▸ Excerpt to read:
···

In addition, bedbugs are difficult to find. The nymphs are roughly the size of a dull pencil tip and clear, the eggs are clear, and the adults are _ inch and brown but hideout away from beds and couches during the day. Through outreach, building meetings, and posting flyers around the neighborhood, we are doing what we can and other neighborhood activists are doing the same. But a citywide and city-funded public education campaign could stop building-wide infestations where they start: with one infested unit.

Another side of public education regards the extermination process. Poor communication and money interests get in the way of proper exterminations from all ends. I have seen managers, landlords, and pest control companies alike give improper information regarding the extermination solely for financial reasons.

Again, health inspectors must do a better job of holding managers and landlords accountable for allowing bed bug problems to persist. Tenants need accountability for landlords, managers, or lessees for improper extermination or ignoring known infestations. The Department of Public Health (DPH) needs to start fining non-complaint landlords, as they have the capability to do.

Bedbugs are so tenacious that even a nearly perfect extermination process can, at times, lead to re-infestation, since the bugs can lay eggs in the walls and under floor boards. In some buildings the infestation is so bad and cases there become so personally complicated that extermination will be very difficult and will certainly not be immediate. This requires that city officials ensure any extermination program is rigorously enacted.

···

▸ Data for review:

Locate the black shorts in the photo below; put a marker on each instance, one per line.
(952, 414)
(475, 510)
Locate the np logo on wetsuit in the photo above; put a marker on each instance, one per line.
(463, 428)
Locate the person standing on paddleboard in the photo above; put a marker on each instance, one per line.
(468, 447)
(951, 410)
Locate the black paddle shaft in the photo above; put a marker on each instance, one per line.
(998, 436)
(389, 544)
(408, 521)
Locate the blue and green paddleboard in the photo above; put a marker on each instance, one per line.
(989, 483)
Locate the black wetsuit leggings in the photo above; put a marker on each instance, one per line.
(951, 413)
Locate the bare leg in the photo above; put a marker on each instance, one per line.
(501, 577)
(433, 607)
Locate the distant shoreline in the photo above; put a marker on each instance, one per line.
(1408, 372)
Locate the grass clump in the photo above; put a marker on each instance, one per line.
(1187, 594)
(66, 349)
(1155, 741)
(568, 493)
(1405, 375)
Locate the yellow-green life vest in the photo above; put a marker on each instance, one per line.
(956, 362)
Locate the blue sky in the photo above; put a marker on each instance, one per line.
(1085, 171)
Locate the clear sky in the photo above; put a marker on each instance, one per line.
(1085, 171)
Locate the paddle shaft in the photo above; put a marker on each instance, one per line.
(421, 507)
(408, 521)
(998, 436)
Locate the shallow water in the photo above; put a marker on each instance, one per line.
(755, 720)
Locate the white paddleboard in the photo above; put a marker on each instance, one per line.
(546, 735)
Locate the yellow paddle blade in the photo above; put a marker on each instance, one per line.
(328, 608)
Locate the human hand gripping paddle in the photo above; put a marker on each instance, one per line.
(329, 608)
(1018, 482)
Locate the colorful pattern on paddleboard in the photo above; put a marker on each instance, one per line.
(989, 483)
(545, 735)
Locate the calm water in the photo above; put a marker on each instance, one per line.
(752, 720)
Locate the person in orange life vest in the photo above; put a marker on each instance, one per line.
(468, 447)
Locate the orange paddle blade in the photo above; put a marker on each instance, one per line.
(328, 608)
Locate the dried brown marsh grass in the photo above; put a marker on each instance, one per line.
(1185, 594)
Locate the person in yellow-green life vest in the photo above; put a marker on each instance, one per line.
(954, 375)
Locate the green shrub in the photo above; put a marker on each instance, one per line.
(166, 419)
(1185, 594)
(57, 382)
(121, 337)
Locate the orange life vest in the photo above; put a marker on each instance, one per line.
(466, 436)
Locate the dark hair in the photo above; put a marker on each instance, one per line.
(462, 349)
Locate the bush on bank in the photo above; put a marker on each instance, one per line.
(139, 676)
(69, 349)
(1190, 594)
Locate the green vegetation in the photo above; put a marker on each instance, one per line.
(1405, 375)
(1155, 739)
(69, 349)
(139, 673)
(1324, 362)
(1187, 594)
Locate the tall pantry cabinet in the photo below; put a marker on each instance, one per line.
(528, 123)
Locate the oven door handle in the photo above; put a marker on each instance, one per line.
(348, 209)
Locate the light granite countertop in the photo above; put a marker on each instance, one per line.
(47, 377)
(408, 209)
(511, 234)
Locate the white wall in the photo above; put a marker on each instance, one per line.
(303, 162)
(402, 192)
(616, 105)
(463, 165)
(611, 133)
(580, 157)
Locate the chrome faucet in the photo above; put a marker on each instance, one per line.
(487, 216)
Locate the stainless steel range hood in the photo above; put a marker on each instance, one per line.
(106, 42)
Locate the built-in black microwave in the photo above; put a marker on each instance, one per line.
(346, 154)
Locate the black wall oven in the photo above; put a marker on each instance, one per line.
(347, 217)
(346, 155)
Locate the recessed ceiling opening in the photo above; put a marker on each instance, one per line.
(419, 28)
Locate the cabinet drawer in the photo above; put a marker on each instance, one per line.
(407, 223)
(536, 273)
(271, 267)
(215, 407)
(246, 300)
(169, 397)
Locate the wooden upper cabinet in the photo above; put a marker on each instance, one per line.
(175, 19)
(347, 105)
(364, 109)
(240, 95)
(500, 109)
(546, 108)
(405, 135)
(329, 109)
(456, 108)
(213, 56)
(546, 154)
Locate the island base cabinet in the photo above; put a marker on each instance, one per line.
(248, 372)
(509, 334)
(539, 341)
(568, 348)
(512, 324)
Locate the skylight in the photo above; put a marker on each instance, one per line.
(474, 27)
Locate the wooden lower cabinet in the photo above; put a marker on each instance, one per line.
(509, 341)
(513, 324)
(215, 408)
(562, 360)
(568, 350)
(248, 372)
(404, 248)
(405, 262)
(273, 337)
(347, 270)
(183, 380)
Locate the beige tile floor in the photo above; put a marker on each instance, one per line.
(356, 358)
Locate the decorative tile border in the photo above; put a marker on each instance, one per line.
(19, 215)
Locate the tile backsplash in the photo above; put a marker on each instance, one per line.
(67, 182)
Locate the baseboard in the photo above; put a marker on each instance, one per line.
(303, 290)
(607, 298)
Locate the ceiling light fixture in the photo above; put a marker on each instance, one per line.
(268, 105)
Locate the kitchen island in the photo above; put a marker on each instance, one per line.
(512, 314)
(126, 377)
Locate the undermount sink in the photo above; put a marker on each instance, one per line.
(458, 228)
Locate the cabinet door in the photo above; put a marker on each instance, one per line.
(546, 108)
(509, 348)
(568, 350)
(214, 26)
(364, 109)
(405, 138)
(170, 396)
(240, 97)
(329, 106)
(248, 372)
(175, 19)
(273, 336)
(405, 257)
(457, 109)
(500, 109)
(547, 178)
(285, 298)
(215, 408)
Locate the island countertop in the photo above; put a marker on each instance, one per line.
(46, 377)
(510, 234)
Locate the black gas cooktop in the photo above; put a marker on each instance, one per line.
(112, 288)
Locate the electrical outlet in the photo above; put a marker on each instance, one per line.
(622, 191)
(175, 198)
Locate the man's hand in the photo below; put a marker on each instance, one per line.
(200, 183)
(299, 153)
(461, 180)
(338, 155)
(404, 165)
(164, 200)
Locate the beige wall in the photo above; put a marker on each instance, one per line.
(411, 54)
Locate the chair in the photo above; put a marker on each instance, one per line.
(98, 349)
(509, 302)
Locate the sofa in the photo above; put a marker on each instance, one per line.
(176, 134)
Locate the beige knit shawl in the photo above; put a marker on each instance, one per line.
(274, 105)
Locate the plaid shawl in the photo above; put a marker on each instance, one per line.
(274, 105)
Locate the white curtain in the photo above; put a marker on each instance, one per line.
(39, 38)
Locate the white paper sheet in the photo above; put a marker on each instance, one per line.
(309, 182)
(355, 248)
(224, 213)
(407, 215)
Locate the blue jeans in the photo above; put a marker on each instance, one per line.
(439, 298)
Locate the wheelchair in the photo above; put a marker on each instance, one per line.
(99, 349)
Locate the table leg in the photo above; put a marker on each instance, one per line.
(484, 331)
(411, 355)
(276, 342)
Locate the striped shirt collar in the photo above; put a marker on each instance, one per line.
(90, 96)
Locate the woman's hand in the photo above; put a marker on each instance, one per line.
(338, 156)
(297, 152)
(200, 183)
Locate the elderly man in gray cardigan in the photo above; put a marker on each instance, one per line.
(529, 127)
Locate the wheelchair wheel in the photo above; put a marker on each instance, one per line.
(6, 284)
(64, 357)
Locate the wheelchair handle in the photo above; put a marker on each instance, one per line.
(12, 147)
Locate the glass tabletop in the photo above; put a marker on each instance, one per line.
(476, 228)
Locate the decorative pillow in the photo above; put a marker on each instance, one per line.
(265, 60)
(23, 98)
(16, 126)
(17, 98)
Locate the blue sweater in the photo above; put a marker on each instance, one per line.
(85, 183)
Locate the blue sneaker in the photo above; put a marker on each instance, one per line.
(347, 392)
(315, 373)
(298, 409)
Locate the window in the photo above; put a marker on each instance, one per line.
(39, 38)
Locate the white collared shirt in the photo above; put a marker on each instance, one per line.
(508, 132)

···

▸ Exercise requirements:
• a. Summarize the passage on bedbug infestations in two sentences.
• b. According to the passage on bedbug infestations, where can bedbugs lay eggs that may lead to re-infestation after a nearly perfect extermination?
• c. Copy the stretch from "Again, health inspectors" through "capability to do." in the passage on bedbug infestations, but rename "health inspectors" as "city inspectors".
The data above have no connection to the passage on bedbug infestations.

▸ Solutions to the problems:
• a. Bedbugs are hard to find, and the author argues that a citywide, city-funded public education campaign, which would also cover the extermination process, could stop building-wide infestations where they start, with one infested unit. The author also urges health inspectors and the Department of Public Health to hold managers and landlords accountable, and because bedbugs are so tenacious, the author asks city officials to ensure any extermination program is rigorously enacted.

• b. In the walls and under floor boards.

• c.
Again, city inspectors must do a better job of holding managers and landlords accountable for allowing bed bug problems to persist. Tenants need accountability for landlords, managers, or lessees for improper extermination or ignoring known infestations. The Department of Public Health (DPH) needs to start fining non-complaint landlords, as they have the capability to do.